> _TEXT SHOWN_
-- Begin --

# Nhl Network



## Peter305 (May 24, 2006)

Here's a link to the latest rumor/news on the NHL Network

http://www.hockeybuzz.com/blog.php?post_id=9646

It looks as if people with cable are going to be better served than those with satellite


----------



## pez2002 (Dec 13, 2002)

comcast is adding this october 1st


----------



## S.C. Am (Jul 27, 2004)

Free Preview link for October
http://www.tsn.ca/nhl_network/feature/?fid=11240


----------



## Peter305 (May 24, 2006)

This preview is for the Canadian version. There is still no official word on DirecTV or Dish picking this up.


----------



## JohnL (Apr 1, 2002)

Peter305 said:


> This preview is for the Canadian version. There is still no official word on DirecTV or Dish picking this up.


Peter,

While not official, on Dish Networks latest "Charlie Chat" a company rep did say ON AIR, that Dish intended to launch NHL Network as well as carry its' HD feed as well.

Rumors suggest NHL Network will launch next week on Dish Network rumored to be October 3rd.

John


----------



## Peter305 (May 24, 2006)

JohnL said:


> Peter,
> 
> While not official, on Dish Networks latest "Charlie Chat" a company rep did say ON AIR, that Dish intended to launch NHL Network as well as carry its' HD feed as well.
> 
> ...


Thanks for the update. As a DirecTV subscriber I'm even more interested in seeing it there....


----------



## n3ntj (Dec 18, 2006)

I just talked to D* about another issue, but asked about NHL Network HD. I was told that D* has no plans on carrying NHL Network in the near future.


----------



## DCSholtis (Aug 7, 2002)

n3ntj said:


> I just talked to D* about another issue, but asked about NHL Network HD. I was told that D* has no plans on carrying NHL Network in the near future.


The CSRs probably don't even know the NHL is a pro sports league.


----------



## n3ntj (Dec 18, 2006)

I agree.. I know the CSRs don't have a good record about knowing what is going on, but just wanted to pass along what I was told today. I hope NHL Network goes live this week on D*!


----------



## eddieras (Aug 31, 2007)

IT'S COMING!

_NHL Net nabs U.S. Carriage

NHL Network, currently on Canadian TV, skates south this month after completing distribution deals with U.S. cable operators Comcast, Cox Communications, Cablevision and Time Warner, and with satellite operators *DirecTV and Dish Network.* In total, the network will pass about 72 million U.S. homes. _
http://www.mediaweek.com/mw/current/article_display.jsp?vnu_content_id=1003654871


----------



## STEVEHD (Mar 27, 2006)

-- End --

> _GIVEN DATA_
-- Begin --

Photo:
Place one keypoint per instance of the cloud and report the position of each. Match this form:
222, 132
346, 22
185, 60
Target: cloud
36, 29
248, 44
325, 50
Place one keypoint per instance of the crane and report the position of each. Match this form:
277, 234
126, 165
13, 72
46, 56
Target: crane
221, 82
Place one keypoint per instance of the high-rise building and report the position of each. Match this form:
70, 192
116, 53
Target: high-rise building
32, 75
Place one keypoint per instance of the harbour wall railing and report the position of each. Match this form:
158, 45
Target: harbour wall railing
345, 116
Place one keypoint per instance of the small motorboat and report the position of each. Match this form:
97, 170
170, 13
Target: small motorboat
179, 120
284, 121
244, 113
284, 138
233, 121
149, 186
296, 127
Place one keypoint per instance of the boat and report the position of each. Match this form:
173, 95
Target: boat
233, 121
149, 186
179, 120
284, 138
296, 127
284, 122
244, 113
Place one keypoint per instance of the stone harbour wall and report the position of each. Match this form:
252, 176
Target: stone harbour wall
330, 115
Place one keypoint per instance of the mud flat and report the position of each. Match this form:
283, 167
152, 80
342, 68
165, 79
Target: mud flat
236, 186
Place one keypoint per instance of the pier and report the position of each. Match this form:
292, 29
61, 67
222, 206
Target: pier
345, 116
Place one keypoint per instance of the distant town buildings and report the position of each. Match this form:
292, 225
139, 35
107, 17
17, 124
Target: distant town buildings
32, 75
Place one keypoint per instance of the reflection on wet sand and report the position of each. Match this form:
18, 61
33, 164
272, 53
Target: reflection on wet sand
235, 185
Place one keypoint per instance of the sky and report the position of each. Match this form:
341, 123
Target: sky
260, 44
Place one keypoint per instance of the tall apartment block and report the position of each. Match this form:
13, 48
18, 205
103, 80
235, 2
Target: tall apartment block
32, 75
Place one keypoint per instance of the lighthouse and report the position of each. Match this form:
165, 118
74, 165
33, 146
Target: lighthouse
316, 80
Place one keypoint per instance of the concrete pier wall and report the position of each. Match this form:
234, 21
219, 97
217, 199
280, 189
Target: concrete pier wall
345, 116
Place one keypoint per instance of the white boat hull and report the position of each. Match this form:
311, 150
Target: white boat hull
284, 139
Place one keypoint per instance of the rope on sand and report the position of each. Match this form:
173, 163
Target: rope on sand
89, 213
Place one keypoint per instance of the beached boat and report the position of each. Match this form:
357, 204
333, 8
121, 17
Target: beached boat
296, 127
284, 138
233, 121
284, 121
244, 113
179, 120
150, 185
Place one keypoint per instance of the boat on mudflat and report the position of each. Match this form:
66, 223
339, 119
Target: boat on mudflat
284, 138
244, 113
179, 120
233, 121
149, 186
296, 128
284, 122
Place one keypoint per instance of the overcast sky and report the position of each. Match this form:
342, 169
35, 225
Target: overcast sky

-- End --

> _INSTRUCTIONS TO FOLLOW_
Carry on the forum thread about NHL Network carriage from the point where it stops.

> _REPLY_
Hi 

I Was Scrolling Today And Seen The Nhl In Hd In The 700s Channals Plus One That Was Showing Hockey Like A Show?


----------



## nimmer (Sep 5, 2005)

Here's some recent updates/news on the launching of the NHL Network ....

Intelsat Delivers NHL in HD to North American Cable Neighborhoods

NHL Network sends pucks flying your way

New NHL network expecting in 'weeks'


----------



## n3ntj (Dec 18, 2006)

Talked to a D* CSR last evening (10/10) and again was told that D* has no plans to carry NHL Network. When I asked about the various press releases in newspapers and what not, I was told, "that information is not true". No idea what to believe until I actually see the NHL Network HD on my TV..


----------



## dhhaines (Nov 18, 2005)

n3ntj said:


> Talked to a D* CSR last evening (10/10) and again was told that D* has no plans to carry NHL Network. When I asked about the various press releases in newspapers and what not, I was told, "that information is not true". No idea what to believe until I actually see the NHL Network HD on my TV..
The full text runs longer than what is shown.